_Your goal_
Can you copy the lines below word for word, from the line with "Where is the aisle" to the line with "top-left (336, 225), bottom-right (350, 276)", both included, and nothing else?

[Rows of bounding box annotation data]

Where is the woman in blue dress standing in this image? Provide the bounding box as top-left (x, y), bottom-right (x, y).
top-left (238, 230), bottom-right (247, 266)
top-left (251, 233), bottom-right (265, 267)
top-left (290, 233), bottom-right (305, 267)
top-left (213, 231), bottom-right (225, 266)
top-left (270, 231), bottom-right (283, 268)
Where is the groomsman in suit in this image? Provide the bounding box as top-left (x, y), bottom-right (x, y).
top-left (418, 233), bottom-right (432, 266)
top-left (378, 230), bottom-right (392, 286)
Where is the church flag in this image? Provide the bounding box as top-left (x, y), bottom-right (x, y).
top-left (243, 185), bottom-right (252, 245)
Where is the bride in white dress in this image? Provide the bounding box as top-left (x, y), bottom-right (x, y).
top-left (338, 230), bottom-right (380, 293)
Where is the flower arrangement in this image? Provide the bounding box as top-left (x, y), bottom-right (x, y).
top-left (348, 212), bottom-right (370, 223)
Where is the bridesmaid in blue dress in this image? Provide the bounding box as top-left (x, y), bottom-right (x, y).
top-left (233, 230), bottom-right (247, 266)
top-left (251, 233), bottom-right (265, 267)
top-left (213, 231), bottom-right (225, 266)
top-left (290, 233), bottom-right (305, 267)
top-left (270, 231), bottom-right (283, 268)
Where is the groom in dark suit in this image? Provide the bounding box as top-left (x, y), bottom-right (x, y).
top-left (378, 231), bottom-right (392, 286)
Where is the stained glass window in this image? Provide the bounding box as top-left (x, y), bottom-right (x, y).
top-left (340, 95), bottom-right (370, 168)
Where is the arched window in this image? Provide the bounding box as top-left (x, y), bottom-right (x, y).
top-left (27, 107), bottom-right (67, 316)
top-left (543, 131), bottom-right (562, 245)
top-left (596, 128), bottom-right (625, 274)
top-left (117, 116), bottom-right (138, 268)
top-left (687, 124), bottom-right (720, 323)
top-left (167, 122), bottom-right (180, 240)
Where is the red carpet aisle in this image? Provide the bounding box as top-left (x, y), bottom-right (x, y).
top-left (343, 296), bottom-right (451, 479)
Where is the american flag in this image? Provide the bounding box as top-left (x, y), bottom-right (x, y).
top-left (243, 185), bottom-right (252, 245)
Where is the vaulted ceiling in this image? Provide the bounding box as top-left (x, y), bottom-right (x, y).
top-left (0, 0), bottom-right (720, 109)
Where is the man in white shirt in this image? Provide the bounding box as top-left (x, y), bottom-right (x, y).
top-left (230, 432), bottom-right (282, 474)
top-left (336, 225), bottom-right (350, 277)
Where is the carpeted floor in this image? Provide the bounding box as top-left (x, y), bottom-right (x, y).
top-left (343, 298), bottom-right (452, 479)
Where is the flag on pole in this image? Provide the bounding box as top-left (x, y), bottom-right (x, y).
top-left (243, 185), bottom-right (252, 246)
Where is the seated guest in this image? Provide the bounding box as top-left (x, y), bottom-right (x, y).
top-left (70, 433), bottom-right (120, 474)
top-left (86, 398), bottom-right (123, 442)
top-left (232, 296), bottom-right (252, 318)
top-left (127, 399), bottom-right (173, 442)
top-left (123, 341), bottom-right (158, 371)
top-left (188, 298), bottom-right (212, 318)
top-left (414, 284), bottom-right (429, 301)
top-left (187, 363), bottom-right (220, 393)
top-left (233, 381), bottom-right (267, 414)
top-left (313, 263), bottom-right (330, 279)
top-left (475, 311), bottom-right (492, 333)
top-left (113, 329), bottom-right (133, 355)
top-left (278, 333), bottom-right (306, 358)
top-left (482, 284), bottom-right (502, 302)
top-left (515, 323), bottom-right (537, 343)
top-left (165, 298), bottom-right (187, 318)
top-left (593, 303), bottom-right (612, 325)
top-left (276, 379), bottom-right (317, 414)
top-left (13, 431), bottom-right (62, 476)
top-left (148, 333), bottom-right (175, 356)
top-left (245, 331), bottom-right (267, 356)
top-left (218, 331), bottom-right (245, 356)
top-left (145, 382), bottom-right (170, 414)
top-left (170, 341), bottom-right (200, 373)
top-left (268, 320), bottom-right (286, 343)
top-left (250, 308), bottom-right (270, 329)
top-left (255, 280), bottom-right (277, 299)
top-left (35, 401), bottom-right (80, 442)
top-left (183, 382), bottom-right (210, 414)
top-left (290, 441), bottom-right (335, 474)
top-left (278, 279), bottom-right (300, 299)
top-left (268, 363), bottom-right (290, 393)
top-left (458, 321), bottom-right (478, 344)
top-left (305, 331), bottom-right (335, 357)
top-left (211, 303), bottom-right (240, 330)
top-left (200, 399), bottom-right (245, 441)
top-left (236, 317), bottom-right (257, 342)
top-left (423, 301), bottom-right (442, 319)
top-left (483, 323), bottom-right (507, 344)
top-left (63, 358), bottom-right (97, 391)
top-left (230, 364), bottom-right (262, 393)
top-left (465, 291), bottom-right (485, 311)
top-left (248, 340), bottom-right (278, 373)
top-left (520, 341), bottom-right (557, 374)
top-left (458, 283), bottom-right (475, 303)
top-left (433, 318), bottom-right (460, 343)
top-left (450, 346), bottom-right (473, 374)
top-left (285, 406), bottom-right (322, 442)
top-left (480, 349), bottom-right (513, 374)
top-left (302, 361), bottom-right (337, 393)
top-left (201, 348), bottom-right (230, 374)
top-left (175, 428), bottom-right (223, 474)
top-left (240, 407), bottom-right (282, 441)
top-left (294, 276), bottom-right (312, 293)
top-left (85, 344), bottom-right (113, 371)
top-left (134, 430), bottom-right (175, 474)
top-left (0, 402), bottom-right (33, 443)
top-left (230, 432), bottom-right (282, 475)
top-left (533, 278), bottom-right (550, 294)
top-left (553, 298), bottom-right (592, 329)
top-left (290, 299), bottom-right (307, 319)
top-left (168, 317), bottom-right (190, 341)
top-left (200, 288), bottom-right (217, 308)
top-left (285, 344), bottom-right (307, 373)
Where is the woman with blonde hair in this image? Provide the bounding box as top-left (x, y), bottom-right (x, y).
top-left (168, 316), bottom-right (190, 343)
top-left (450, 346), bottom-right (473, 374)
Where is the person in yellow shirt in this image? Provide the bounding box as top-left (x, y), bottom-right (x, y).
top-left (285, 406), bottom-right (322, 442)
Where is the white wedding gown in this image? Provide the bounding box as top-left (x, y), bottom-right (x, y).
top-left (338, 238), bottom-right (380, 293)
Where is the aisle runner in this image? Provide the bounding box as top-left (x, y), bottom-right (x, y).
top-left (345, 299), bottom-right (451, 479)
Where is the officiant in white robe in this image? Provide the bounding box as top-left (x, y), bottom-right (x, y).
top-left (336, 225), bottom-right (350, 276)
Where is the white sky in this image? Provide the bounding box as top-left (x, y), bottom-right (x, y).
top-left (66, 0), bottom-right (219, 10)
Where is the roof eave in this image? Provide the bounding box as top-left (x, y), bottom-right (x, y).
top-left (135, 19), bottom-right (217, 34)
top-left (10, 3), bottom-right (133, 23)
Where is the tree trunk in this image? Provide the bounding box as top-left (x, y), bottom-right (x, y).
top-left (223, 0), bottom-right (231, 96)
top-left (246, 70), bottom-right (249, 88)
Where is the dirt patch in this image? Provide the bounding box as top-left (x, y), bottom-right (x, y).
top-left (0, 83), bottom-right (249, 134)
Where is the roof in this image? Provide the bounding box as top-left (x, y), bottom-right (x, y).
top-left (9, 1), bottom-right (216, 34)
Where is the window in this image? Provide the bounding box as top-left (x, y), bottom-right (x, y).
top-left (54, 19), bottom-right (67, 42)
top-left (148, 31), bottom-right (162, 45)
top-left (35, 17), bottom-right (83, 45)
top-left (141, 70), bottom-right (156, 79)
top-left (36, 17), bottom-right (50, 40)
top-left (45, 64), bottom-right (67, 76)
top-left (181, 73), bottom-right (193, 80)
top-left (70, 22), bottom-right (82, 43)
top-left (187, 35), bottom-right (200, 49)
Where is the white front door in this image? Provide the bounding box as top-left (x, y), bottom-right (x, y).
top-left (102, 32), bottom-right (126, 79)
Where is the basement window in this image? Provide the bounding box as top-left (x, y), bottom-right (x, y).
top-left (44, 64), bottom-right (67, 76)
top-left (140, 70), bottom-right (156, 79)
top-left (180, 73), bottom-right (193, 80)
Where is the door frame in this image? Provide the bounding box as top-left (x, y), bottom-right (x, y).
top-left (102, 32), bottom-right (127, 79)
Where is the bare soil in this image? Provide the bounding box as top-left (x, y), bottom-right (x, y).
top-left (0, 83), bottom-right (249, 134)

_Response below_
Where is the aisle runner in this image? Provide the bounding box as top-left (x, y), bottom-right (x, y).
top-left (345, 299), bottom-right (451, 479)
Where is the officiant in white robe in this image? Provide the bounding box as top-left (x, y), bottom-right (x, y).
top-left (336, 225), bottom-right (350, 276)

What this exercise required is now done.